_PASSAGE PROVIDED_
UN Secretary-General Antonio Guterres, who is attending the conference, told his hosts in a speech: "We must recognize that international support for Pakistan has been minimal compared to your own national efforts." Later, he told reporters: "It's time for the international community to assume its responsibilities and to support Pakistan very meaningfully."

The office of the UN High Commissioner for Refugees (UNHCR) said Pakistan is home to an estimated 3 million Afghans, 1.4 million of whom are documented.

Just imagine the pressure this places on the host nation, which is in the midst of a three-year, 6-billion-dollar economic stabilization program with the International Monetary Fund – the latest of more than 20 IMF bailout packages it has received over the decades.

Pakistan 'a model of good practice'

Still, according to the UN, Pakistan, despite the huge financial challenges it has faced, has afforded its guests access to local services including the health system – on par with nationals, and education, even as 23 million Pakistani children remain out of school. The reality on the ground may be more nuanced, however.

Most recently, Pakistan has allowed refugees to open bank accounts.

Guterres saidmany of these initiatives, backed by innovative technology, are now recognized as a global model of good practice.

In its 2019 annual report, the UNHCR made it clear that developing countries, not rich Western nations, are bearing the brunt of the world's refugee crisis and are hosting more than 80 percent of the record 70.8 million displaced people who have fled war and persecution.

_AVAILABLE DATA_

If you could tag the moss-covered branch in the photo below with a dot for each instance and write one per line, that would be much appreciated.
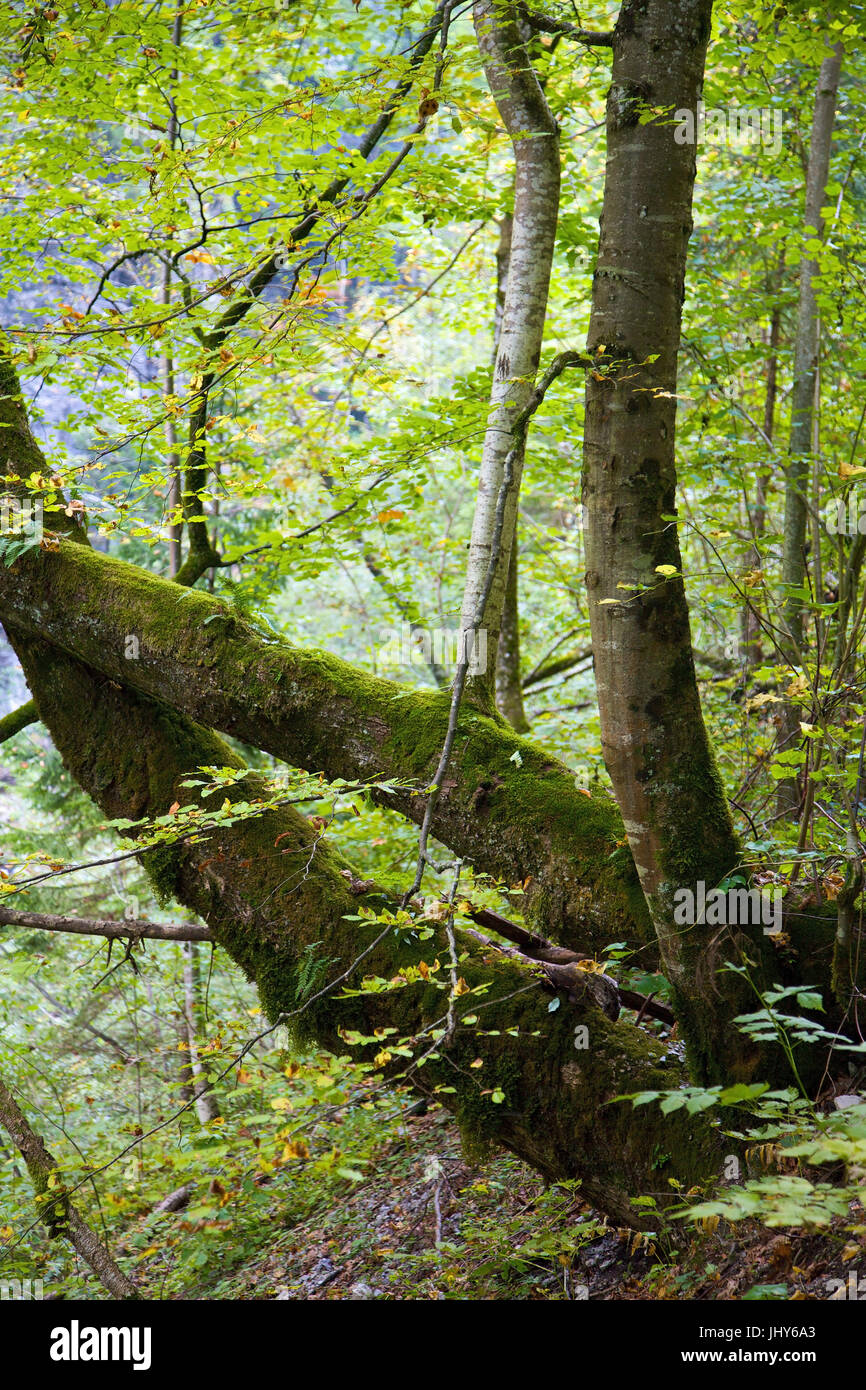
(274, 893)
(510, 808)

_TASK REQUIREMENTS_
Using the passage on refugees in Pakistan, mark each statement yes or no and quote the words from the passage that decide it: (a) The UNHCR estimates that Pakistan hosts about 3 million Afghans, 1.4 million of them documented. (b) Pakistan's current IMF stabilization program runs for five years. (c) The 2019 UNHCR annual report says rich Western nations host most of the world's displaced people.

_FINAL ANSWER_
(a) Yes: "Pakistan is home to an estimated 3 million Afghans, 1.4 million of whom are documented."
(b) No: "a three-year, 6-billion-dollar economic stabilization program with the International Monetary Fund"
(c) No: "developing countries, not rich Western nations, are bearing the brunt of the world's refugee crisis"